■ Set exercise
Give everything from the start of the entries down to the line containing "M 152 120 L" again, both ends included and the requests kept, but multiply every coordinate in the answers by 2.25 and round to whole numbers, halves up. Leave the pictures out.

■ Entries from a segmentation dataset
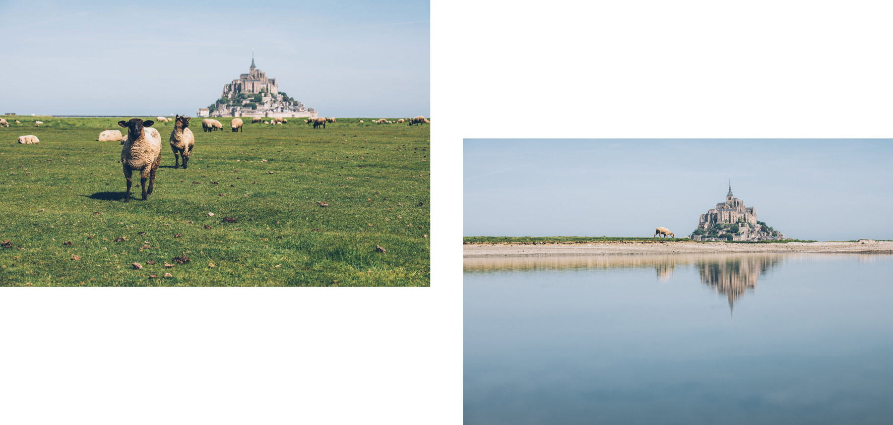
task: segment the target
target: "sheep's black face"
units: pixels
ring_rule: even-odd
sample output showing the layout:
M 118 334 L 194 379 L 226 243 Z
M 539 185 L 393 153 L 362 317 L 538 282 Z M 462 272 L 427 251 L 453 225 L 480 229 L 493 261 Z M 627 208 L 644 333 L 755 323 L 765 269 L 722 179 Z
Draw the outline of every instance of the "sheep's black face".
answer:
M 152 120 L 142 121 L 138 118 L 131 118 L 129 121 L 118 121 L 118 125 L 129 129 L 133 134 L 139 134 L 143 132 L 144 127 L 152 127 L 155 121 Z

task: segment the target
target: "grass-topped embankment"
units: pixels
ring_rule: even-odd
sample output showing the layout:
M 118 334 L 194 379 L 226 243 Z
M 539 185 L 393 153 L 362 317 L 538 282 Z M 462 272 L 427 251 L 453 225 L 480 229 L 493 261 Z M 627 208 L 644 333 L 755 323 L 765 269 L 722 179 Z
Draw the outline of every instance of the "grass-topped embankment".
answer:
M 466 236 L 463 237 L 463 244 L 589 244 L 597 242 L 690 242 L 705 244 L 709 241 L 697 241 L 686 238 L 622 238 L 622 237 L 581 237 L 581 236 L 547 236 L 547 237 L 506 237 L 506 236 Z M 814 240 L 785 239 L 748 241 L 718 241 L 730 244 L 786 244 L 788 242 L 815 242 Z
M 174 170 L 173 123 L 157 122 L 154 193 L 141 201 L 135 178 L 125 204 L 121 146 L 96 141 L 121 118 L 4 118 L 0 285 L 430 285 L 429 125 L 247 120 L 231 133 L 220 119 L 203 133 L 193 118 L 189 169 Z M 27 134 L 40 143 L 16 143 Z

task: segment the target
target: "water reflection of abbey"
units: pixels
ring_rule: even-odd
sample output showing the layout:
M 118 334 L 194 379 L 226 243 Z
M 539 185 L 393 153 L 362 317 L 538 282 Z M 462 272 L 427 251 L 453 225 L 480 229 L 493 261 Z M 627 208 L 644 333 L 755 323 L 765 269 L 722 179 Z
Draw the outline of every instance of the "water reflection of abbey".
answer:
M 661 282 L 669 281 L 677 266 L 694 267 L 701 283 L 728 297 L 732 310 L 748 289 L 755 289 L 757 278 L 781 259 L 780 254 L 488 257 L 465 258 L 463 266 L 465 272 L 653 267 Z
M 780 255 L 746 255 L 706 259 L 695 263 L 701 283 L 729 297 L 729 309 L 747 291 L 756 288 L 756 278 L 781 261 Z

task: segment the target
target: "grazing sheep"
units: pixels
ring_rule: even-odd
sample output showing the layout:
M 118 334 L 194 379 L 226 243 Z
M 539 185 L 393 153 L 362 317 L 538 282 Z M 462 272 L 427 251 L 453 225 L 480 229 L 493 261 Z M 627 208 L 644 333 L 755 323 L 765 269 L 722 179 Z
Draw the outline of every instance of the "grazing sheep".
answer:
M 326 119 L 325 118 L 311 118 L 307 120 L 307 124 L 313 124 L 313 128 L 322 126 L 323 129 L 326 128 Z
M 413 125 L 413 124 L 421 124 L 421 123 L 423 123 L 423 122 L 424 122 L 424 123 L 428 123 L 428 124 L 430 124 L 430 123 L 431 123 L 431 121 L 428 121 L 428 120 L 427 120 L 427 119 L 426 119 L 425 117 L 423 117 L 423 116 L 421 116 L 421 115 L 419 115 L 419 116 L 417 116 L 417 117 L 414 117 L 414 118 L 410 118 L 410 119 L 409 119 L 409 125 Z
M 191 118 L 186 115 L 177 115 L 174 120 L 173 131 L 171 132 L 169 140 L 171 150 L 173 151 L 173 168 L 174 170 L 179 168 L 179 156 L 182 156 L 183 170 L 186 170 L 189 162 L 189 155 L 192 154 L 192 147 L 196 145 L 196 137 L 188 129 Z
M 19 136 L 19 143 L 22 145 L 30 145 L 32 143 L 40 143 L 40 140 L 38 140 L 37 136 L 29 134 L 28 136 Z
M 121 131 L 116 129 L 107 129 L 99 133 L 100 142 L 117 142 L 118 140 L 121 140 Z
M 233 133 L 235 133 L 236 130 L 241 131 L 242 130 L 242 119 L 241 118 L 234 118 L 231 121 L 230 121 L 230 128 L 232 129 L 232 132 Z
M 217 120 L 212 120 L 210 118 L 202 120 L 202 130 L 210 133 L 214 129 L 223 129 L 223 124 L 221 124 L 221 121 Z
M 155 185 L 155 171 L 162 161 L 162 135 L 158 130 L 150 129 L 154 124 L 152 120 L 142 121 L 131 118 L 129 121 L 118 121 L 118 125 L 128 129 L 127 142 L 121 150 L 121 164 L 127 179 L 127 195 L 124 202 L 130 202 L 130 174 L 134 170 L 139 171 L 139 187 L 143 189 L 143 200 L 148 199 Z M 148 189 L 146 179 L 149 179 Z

■ Expected answer
task: segment the target
target: "sheep's black face"
units: pixels
ring_rule: even-odd
sample output showing the layout:
M 118 334 L 194 379 L 226 243 Z
M 539 185 L 393 153 L 362 317 L 538 282 Z M 462 272 L 427 251 L 453 225 L 480 229 L 493 261 Z M 627 208 L 644 333 L 755 323 L 765 269 L 722 179 Z
Draw the outline of every instance of the "sheep's black face".
answer:
M 342 270 L 320 272 L 311 266 L 295 266 L 290 272 L 266 272 L 266 281 L 290 290 L 299 302 L 313 302 L 322 297 L 324 286 L 342 286 L 349 272 Z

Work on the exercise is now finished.